* **Source material**:
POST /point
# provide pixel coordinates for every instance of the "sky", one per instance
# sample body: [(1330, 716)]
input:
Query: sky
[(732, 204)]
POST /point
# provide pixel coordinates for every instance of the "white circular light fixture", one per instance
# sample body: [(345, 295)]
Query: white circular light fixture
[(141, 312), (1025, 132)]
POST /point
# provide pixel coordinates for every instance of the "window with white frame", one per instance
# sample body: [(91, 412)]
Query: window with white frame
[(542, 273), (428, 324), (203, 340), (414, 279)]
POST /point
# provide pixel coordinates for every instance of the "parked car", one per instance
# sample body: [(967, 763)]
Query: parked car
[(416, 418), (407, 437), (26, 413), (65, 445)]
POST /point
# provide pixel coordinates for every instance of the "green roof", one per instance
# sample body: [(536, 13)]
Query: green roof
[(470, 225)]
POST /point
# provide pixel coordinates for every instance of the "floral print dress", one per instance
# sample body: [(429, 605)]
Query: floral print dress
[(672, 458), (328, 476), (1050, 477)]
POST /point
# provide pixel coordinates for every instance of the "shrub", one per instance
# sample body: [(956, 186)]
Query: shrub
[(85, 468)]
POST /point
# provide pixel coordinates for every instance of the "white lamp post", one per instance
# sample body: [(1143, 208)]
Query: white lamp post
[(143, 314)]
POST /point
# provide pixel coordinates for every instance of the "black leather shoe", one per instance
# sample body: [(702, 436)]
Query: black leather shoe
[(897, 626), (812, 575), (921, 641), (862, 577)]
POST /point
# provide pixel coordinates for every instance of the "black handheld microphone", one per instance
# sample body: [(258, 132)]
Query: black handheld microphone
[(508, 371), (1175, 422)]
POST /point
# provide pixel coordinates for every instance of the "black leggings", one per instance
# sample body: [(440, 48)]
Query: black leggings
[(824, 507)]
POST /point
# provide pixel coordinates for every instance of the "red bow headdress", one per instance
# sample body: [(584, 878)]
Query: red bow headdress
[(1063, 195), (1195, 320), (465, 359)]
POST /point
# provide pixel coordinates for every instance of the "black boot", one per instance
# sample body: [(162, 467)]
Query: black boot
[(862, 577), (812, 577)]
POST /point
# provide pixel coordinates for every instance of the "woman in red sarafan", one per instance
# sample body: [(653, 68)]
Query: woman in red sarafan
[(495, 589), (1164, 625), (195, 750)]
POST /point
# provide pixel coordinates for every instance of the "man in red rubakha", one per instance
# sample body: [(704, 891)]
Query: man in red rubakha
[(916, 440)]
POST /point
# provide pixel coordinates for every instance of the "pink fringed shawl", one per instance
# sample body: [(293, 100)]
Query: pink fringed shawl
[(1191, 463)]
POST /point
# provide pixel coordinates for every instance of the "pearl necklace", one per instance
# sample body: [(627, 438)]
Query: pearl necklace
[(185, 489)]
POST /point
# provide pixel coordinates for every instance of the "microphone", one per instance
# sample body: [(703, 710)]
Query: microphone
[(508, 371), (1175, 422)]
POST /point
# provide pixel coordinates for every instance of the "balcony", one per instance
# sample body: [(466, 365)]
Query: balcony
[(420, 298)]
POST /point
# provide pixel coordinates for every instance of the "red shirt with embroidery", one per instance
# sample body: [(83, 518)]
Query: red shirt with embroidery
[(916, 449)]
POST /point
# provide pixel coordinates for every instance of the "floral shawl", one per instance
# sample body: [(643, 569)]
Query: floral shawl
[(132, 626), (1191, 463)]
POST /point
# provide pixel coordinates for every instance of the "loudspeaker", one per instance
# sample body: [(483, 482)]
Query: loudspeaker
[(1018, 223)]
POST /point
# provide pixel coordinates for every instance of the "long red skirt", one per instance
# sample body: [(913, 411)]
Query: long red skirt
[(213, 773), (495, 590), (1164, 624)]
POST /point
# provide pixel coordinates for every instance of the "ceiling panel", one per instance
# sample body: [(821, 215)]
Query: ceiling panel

* **Set task**:
List every line of the entries above that contains the word "roof", copying each line in full.

* **Exercise response**:
# provide pixel coordinates for every instance of the "green roof", one per instance
Query: green roof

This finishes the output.